### EXERCISE OBJECTIVE
Each record is to be printed exactly as given, down to the last mark.

### ENTRIES PROVIDED
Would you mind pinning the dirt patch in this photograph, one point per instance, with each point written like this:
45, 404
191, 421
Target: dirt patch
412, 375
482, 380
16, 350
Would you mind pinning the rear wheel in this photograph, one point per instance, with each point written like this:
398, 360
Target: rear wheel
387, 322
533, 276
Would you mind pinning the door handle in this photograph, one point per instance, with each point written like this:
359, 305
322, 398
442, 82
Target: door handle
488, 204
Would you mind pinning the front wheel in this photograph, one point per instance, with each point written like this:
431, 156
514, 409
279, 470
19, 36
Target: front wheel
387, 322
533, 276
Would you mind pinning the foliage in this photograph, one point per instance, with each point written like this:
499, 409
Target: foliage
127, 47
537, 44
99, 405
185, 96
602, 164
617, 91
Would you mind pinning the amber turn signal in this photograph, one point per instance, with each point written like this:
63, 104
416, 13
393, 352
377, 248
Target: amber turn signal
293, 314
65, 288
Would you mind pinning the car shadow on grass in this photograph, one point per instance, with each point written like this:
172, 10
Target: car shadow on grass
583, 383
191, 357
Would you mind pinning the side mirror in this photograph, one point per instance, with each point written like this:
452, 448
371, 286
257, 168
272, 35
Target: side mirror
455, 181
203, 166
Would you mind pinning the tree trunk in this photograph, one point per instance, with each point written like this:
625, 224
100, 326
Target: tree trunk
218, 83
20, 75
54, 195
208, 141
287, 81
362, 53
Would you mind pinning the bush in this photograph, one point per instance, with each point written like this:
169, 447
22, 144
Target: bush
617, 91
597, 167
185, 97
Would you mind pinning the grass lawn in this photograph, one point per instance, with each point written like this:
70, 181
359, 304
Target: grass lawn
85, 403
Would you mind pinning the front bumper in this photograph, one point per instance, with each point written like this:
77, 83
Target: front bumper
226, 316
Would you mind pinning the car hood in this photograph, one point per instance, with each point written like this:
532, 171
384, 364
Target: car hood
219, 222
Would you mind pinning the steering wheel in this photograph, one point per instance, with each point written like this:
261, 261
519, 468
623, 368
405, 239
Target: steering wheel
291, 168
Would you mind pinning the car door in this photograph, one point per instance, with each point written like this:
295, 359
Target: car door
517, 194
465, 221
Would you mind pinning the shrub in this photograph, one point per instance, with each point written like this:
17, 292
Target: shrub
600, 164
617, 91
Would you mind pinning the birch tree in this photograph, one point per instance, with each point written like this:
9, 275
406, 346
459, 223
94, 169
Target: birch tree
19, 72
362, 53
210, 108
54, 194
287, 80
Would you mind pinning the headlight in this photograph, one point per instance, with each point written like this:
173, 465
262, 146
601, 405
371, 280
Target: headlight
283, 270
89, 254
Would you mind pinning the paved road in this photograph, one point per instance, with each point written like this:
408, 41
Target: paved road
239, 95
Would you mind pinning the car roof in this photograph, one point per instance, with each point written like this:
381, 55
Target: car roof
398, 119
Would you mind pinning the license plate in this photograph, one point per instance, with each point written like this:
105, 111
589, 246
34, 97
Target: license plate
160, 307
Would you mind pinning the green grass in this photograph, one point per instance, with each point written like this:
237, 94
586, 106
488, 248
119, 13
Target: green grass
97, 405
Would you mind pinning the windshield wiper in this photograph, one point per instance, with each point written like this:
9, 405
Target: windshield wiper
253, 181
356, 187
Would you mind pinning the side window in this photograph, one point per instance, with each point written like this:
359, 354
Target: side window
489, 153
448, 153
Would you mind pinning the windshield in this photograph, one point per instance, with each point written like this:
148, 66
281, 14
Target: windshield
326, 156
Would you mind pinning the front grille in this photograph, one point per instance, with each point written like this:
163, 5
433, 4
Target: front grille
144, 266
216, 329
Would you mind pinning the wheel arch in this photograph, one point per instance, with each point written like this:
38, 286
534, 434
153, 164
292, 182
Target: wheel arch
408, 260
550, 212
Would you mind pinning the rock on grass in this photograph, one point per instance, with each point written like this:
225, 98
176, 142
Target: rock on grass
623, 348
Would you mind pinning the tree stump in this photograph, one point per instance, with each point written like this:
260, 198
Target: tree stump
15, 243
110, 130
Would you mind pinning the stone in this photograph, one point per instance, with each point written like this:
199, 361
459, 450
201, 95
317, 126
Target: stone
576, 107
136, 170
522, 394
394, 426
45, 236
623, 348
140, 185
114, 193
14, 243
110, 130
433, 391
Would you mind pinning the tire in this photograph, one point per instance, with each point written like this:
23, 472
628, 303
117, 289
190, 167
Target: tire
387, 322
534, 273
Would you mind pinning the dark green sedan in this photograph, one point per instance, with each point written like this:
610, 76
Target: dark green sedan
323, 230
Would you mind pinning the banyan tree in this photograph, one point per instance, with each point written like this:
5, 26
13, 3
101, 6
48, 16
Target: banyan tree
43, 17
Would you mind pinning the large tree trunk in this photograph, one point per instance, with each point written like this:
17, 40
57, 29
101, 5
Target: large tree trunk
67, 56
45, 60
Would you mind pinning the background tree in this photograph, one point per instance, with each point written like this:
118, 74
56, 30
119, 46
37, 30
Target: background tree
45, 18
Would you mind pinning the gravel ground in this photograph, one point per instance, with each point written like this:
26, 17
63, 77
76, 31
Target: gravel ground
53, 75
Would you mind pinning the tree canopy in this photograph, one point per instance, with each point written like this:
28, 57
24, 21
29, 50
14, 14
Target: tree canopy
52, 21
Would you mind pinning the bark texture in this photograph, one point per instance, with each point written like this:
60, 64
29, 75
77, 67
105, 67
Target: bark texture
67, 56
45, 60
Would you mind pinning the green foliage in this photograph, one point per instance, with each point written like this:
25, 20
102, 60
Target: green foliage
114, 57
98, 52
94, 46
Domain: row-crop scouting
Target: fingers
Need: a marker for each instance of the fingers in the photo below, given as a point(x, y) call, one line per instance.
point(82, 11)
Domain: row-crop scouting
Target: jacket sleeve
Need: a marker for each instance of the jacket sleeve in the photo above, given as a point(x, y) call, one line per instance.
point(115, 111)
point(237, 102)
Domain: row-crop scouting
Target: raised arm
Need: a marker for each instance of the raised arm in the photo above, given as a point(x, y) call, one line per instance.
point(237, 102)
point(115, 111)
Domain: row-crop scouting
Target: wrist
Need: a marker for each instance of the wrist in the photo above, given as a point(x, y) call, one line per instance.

### OUTPUT FOR THIS TASK
Would you mind pinning the dirt patch in this photograph, one point per instance, with each point written like this:
45, 404
191, 421
Target: dirt patch
412, 375
482, 380
16, 350
Would you mind pinning the rear wheel in this photograph, one point per instance, with each point written like this:
398, 360
Target: rear wheel
387, 322
533, 276
Would you mind pinning the door handle in this photograph, one point per instance, with each point written like this:
359, 305
322, 398
442, 82
Target: door handle
488, 204
Would you mind pinning the front wheel in this photograph, one point per instance, with each point written like this:
431, 156
514, 409
279, 470
19, 36
Target: front wheel
387, 322
533, 276
Would you mind pinning the foliage in this photograph, one point per instance, with each point written like this:
499, 409
Target: foliage
127, 47
537, 44
99, 405
185, 96
602, 164
617, 91
Would you mind pinning the amber turn signal in this photograph, one point per instance, with each point written like this:
63, 104
416, 13
393, 352
377, 248
Target: amber turn signal
293, 314
65, 288
Would you mind pinning the car shadow on grass in this photograph, one point per instance, with each point written like this:
172, 10
Target: car shadow on grass
583, 383
191, 357
Would you mind pinning the side mirror in this photograph, one point per instance, with each point written like this:
452, 448
371, 286
257, 168
272, 35
Target: side mirror
455, 181
203, 166
Would you mind pinning the tree trunk in this photograph, one point per instance, with each point written like this:
625, 224
100, 326
Target: tree trunk
218, 83
20, 75
54, 195
208, 141
287, 81
362, 53
Would you mind pinning the bush in this photograph, one point per instance, with each point written like this:
169, 447
22, 144
Target: bush
617, 91
597, 167
185, 97
Would you mind pinning the grass lawn in this photograph, one point per instance, with each point written like this:
70, 181
359, 304
Target: grass lawn
85, 403
Would you mind pinning the front bumper in this photograph, one point per instance, with each point written like this:
77, 83
Target: front bumper
226, 316
Would you mind pinning the car hood in this photograph, one point per instance, with each point written like this:
532, 171
384, 364
Target: car hood
219, 222
Would you mind pinning the steering wheel in this photograph, one point per instance, with each point written like this:
261, 261
519, 468
623, 368
405, 239
Target: steering wheel
291, 168
Would you mind pinning the car door in this photograph, one point per instance, with each point written like this:
295, 359
Target: car door
517, 194
465, 221
Would you mind pinning the shrub in this photograph, one point per instance, with each point written like this:
17, 292
Target: shrub
600, 164
617, 91
Would you mind pinning the birch tree in this photograph, one point per instance, with each point written like this:
9, 275
406, 346
459, 223
94, 169
Target: birch tree
19, 72
362, 53
210, 108
54, 194
287, 80
Would you mind pinning the headlight in this photograph, one point per instance, with each point written like this:
173, 465
262, 146
601, 405
371, 280
Target: headlight
283, 270
89, 254
Would you mind pinning the paved road in this photograph, one point per instance, with each point written like this:
408, 41
Target: paved road
239, 95
Would you mind pinning the car roof in this photograph, one point per instance, with each point written like this:
381, 55
Target: car roof
398, 119
Would you mind pinning the license plate in this photograph, one point per instance, with each point written like this:
105, 111
589, 246
34, 97
Target: license plate
160, 307
Would you mind pinning the green grass in this photograph, one point per instance, with each point written like this:
237, 94
586, 106
488, 248
119, 13
Target: green grass
97, 405
Would you mind pinning the windshield wiper in this photograph, one point per instance, with each point written like this:
9, 405
Target: windshield wiper
253, 181
356, 187
Would you mind pinning the side window in this photograph, one point per instance, with each point written like this:
359, 354
Target: side window
489, 153
448, 153
Would you mind pinning the windshield in this photograph, one point per instance, with each point written like this:
148, 66
281, 14
Target: windshield
326, 156
Would you mind pinning the front grille in this photograph, one point per instance, with each point written like this:
163, 5
433, 4
Target: front grille
144, 266
216, 329
Would you mind pinning the wheel arch in this photograph, one point per instance, with each point written like this:
38, 286
534, 434
153, 164
292, 182
Target: wheel arch
408, 260
550, 212
Would you mind pinning the rock on grass in this photograph, one point per instance, with each point written like this:
225, 98
176, 142
Target: rock on grass
623, 348
Would you mind pinning the tree stump in this photograph, one point per instance, with each point written like this:
260, 198
Target: tree stump
15, 243
110, 130
Would you mind pinning the stone in this photograph, one point per instance, with each point written like this:
199, 361
459, 450
201, 95
317, 126
Target: stone
576, 107
136, 170
522, 394
394, 426
45, 236
623, 348
140, 185
114, 193
14, 243
110, 130
433, 391
Would you mind pinning the tire in this photograph, one point per instance, with each point written like this:
23, 472
628, 303
117, 289
190, 167
Target: tire
387, 322
534, 273
Would you mind pinning the dark green sedan in this photograph, one point per instance, with each point written like this:
610, 76
Target: dark green sedan
323, 230
Would you mind pinning the banyan tree in this photograph, one point per instance, with each point written like this:
5, 26
13, 3
101, 6
48, 16
Target: banyan tree
43, 17
Would you mind pinning the large tree trunk in this photograph, one point per instance, with each point written like this:
17, 40
57, 29
101, 5
Target: large tree trunk
67, 56
45, 60
Would you mind pinning the background tree in this photograph, one point per instance, with each point written like this:
118, 74
56, 30
119, 46
37, 30
Target: background tree
45, 18
Would you mind pinning the gravel ground in this photograph, one point per instance, with each point written like this:
26, 17
63, 77
76, 31
Target: gravel ground
53, 75
Would you mind pinning the tree canopy in this photograph, one point per instance, with each point written like this:
28, 57
24, 21
29, 50
14, 14
Target: tree canopy
52, 21
Would you mind pinning the bark texture in this photograph, one point per instance, with each point written like this:
60, 64
29, 75
77, 67
105, 67
Target: bark texture
67, 56
45, 60
Would you mind pinning the green foliage in this photograph, one point per instance, with each point written like this:
25, 20
102, 60
Target: green foliage
114, 57
98, 52
94, 46
Domain: row-crop scouting
Target: fingers
Need: a marker for each instance of the fingers in the photo below, given as a point(x, y) call, one line per instance.
point(82, 11)
Domain: row-crop scouting
Target: jacket sleeve
Need: a marker for each instance of the jacket sleeve in the photo above, given as a point(x, y) call, one line per instance.
point(115, 111)
point(237, 102)
Domain: row-crop scouting
Target: raised arm
Need: a marker for each instance of the raised arm in the photo above, given as a point(x, y) call, one line per instance.
point(237, 102)
point(115, 111)
Domain: row-crop scouting
Target: wrist
Need: a marker for each instance of the wrist in the photo above, given as a point(x, y) call, one line per instance.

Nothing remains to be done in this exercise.